• Natural language region descriptions:
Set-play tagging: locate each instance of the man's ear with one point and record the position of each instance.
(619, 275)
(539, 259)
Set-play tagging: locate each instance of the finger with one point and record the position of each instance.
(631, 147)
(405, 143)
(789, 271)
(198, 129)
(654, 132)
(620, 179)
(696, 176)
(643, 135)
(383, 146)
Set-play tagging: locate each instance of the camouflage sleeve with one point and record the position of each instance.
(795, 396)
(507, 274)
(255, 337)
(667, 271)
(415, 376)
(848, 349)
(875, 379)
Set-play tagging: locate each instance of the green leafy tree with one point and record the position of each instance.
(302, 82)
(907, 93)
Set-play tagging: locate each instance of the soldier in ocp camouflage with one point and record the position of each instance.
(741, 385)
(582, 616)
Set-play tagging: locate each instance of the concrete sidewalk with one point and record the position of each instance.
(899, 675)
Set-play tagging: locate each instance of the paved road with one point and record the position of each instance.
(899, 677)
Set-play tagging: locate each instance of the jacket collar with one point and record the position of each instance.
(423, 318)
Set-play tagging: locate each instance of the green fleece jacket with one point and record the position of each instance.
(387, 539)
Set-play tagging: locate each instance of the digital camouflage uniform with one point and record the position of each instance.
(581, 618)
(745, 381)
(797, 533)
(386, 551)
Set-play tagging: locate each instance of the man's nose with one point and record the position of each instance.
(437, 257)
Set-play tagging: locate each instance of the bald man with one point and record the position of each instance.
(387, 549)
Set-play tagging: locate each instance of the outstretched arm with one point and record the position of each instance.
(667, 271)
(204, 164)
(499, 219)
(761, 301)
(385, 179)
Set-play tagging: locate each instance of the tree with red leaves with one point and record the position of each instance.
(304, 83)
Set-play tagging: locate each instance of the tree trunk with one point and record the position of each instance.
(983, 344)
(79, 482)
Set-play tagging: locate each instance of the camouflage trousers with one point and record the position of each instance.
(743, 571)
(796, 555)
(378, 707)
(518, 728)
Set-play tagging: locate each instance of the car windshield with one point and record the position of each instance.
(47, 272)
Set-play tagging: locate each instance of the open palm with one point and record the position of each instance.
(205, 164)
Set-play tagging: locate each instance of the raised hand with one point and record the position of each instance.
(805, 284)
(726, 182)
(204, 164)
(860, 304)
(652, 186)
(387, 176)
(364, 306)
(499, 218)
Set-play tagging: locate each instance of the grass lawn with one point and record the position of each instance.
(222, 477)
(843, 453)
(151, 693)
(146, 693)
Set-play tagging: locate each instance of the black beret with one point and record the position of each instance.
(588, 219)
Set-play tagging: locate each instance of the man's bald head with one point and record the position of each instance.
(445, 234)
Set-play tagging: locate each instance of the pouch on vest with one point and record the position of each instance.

• WHAT THE TASK REQUIRES:
Word for word, copy out the entries.

• ANSWER TO THIS EXERCISE:
Set-play tagging: locate each instance of the man's ear with one point and record the position of each instance.
(619, 275)
(539, 259)
Set-play tagging: locate each instance of the finger with one point and record the position of each instance.
(631, 147)
(405, 143)
(789, 271)
(198, 129)
(654, 132)
(620, 179)
(696, 176)
(643, 135)
(383, 146)
Set-play tagging: locate each instance of the camouflage sleeve with one point and record the position of each instance.
(795, 396)
(507, 274)
(255, 337)
(667, 271)
(415, 376)
(848, 349)
(875, 379)
Set-play tagging: locate each instance of the green leafy tree with one point and record the position of each instance.
(302, 82)
(907, 93)
Set-play tagging: locate each instance of the soldier in ocp camouflage with one point and record the position of each instance.
(741, 385)
(582, 616)
Set-play tagging: locate each instance of the concrete sidewalk with one point and record the position of each instance.
(899, 675)
Set-play tagging: locate each instance of the paved road with one point and record the position of each instance.
(899, 677)
Set-play tagging: locate each instance of the jacket collar with one point and record the position of each instance.
(423, 318)
Set-play tagging: locate each instance of the green fleece jacket with one point and record the position of each instance.
(387, 539)
Set-play tagging: locate each instance of the digital camouflage uniform with one point and record the position of each instance.
(581, 618)
(745, 381)
(797, 533)
(386, 551)
Set-play tagging: locate each instance of the man's nose with one point and record the position of each instance.
(437, 257)
Set-play tagging: locate each instance of the bald man with one point and record the position of each instance.
(387, 549)
Set-play tagging: locate each instance of the outstretched arm with one point and record the position of each instance.
(667, 271)
(204, 164)
(499, 219)
(761, 301)
(385, 179)
Set-play tagging: locate each instance of the tree with red leaves with one point and record the position of each instance.
(304, 83)
Set-play tagging: locate each instance of the tree trunk with one point and record the position of each instance.
(983, 344)
(79, 482)
Set-play tagging: locate each instance of the camouflage trousers with one point and record the position of each instance.
(743, 571)
(796, 555)
(378, 707)
(518, 728)
Set-play tagging: locate each instance of the car windshield with one point and record the position of each instance.
(47, 272)
Set-play tagging: locate each instance of the open palm with one point and record the position of each instance.
(205, 164)
Set-play tagging: locate each instance of the raised hand with one point and record the position of each instance.
(805, 284)
(726, 182)
(204, 164)
(860, 304)
(652, 186)
(387, 176)
(364, 306)
(499, 218)
Set-play tagging: locate each instance of the grass lawn with one point and record the position of each instance.
(222, 477)
(843, 453)
(151, 693)
(146, 693)
Set-play tagging: locate each instance of the black beret with one point and record the position of each instance.
(588, 219)
Set-play tagging: locate each instance of the man's bald head with one point and record the position of each instance.
(445, 234)
Set-play tagging: locate each instance of the pouch on vest with one point and record the position of each instance.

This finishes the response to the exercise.